GOAL :: Repeat the lines of the listing below exactly, starting at the line that contains "Task: place one pin on each instance of the red" and running through the last line, both included, and only those.

Location labeling records:
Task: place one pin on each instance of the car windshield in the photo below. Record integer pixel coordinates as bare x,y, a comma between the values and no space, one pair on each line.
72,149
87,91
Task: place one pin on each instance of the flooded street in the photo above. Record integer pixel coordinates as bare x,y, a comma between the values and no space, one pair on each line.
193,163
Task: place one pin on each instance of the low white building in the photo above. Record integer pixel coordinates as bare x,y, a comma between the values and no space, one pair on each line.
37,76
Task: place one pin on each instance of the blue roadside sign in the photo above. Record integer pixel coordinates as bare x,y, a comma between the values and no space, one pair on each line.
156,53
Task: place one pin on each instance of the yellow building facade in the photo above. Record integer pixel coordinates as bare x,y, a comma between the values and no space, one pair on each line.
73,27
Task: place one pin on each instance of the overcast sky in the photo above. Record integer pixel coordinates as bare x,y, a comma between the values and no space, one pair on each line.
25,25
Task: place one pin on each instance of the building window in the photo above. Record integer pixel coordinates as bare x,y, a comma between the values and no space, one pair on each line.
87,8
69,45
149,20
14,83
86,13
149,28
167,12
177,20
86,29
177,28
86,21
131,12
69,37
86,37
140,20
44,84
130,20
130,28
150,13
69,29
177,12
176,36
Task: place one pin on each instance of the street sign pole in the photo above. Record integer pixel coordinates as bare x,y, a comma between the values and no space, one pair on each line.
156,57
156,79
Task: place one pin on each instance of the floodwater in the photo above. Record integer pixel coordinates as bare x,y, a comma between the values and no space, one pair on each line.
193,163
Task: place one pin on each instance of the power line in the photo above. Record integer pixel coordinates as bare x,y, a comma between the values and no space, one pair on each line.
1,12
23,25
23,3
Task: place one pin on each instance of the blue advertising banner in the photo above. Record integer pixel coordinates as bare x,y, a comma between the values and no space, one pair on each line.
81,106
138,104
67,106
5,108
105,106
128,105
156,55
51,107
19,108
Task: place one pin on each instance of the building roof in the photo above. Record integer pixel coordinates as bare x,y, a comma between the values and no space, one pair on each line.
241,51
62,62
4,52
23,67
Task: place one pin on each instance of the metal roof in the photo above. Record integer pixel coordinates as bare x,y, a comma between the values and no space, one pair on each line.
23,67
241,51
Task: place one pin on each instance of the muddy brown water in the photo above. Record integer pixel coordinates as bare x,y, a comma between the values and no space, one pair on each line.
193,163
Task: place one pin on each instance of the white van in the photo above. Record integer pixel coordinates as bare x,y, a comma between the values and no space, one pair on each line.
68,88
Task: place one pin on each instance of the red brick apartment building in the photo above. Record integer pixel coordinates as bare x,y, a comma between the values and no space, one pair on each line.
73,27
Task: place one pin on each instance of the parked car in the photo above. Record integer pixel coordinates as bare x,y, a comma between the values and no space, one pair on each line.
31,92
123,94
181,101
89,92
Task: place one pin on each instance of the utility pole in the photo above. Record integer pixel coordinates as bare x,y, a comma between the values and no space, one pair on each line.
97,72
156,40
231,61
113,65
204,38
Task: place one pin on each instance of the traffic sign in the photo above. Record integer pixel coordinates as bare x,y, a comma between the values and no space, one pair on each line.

SOLUTION FOR THIS EXERCISE ::
Task: place one pin on each instance of the red brick apartment building in the photo above. Record integer pixel coordinates as bare x,y, a comma between the values and no space, one pair on each line.
73,27
Task: place one pin on each instance of the parked car in the photo above. Record integer pixel coordinates as bare x,y, a comma between the values and no space, one pair on each line.
31,92
123,94
181,101
89,92
Task: place one pin on each instance of the utility pole in the photo above. Record integer pixel coordinates as bare x,y, a comma between the values and no space, one pair on each line.
97,72
156,40
231,61
113,65
204,38
Task: place one pin on each instance of the traffic sign in the photo above. Record integer pixel coordinates as bare x,y, a comma between the values and no space, one pair on each line.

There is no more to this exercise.